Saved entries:

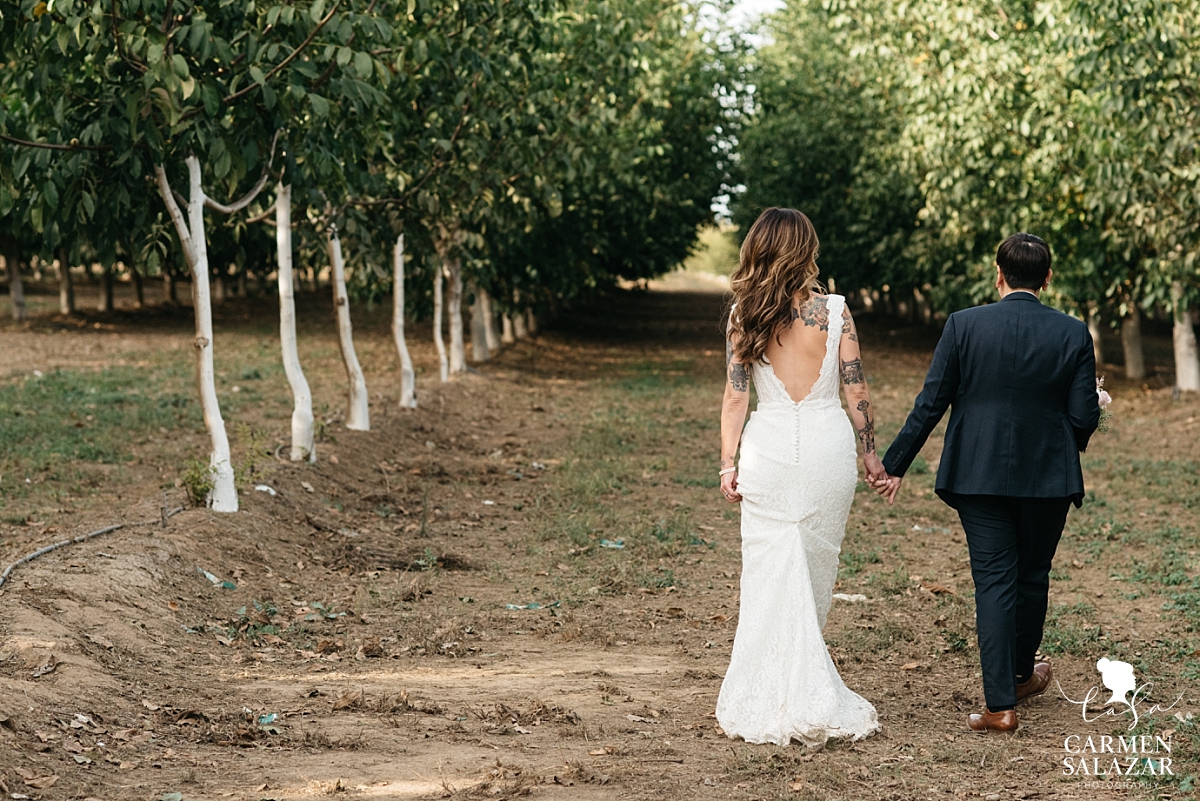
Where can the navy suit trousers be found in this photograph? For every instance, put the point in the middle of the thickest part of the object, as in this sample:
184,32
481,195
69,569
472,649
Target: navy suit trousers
1012,543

> **What is expected**
Every record above should be set down exactly, with the pictures left out.

> **Your solution**
Where can the navy suit trousers be found in this photograph? For every instance, put the point in the middle of the thickest part of the object, as in this sample:
184,32
481,195
69,569
472,649
Target: navy suit trousers
1012,543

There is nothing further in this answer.